> **What is asked**
Pull out every line in the rows below that contains the string "closed". Only lines that match its letter case count.

Coordinate labeling data
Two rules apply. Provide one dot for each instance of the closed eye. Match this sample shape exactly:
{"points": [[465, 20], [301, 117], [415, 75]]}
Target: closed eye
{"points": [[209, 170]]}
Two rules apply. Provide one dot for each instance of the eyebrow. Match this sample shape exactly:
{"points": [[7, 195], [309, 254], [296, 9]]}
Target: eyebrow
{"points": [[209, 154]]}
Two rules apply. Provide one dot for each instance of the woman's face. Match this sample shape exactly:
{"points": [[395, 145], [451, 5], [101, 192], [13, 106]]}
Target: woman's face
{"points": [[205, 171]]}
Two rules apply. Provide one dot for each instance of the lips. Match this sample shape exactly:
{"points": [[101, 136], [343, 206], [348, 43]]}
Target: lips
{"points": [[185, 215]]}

--

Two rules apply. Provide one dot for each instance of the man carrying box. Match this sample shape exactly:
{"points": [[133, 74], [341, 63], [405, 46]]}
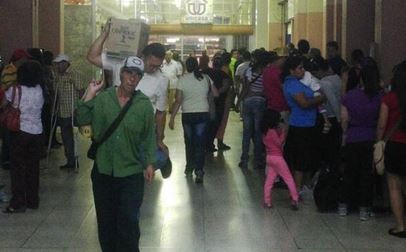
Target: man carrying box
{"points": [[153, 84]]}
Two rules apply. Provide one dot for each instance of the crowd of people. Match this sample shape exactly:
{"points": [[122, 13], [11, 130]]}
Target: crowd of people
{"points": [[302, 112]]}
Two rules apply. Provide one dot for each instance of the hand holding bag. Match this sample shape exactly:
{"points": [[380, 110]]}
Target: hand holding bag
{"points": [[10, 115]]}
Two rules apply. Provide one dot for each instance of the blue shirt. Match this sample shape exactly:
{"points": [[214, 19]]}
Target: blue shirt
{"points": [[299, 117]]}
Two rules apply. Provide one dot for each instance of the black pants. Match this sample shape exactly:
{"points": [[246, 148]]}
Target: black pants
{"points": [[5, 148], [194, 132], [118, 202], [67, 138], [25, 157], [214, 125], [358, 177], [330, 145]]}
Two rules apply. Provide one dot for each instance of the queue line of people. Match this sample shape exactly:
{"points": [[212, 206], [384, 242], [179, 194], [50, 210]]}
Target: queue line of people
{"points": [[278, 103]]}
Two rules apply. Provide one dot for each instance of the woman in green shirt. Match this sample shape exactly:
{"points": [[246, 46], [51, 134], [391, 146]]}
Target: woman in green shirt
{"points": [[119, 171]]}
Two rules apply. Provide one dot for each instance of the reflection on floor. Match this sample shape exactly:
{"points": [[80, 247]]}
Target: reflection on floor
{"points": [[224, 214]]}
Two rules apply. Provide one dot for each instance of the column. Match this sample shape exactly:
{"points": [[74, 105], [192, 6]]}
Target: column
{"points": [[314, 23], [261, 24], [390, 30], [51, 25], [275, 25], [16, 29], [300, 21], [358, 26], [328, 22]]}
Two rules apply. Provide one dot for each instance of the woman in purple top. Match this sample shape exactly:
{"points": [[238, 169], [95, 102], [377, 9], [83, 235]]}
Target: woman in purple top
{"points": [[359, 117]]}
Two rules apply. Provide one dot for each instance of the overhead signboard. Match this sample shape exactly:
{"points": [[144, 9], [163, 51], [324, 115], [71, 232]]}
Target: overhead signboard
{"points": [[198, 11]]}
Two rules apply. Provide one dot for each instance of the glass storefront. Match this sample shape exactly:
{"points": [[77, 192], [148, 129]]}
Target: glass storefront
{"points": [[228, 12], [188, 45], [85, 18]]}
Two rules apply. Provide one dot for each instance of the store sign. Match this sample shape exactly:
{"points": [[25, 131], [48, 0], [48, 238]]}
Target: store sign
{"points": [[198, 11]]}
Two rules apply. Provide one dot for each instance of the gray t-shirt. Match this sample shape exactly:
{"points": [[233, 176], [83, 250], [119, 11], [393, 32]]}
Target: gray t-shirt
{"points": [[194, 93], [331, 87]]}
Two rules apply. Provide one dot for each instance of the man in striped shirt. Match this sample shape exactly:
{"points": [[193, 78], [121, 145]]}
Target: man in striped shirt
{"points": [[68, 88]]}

> **Task answer**
Two rules apply. Provide one dot for each instance of the closed eye. Match this sample shape exactly:
Target: closed eye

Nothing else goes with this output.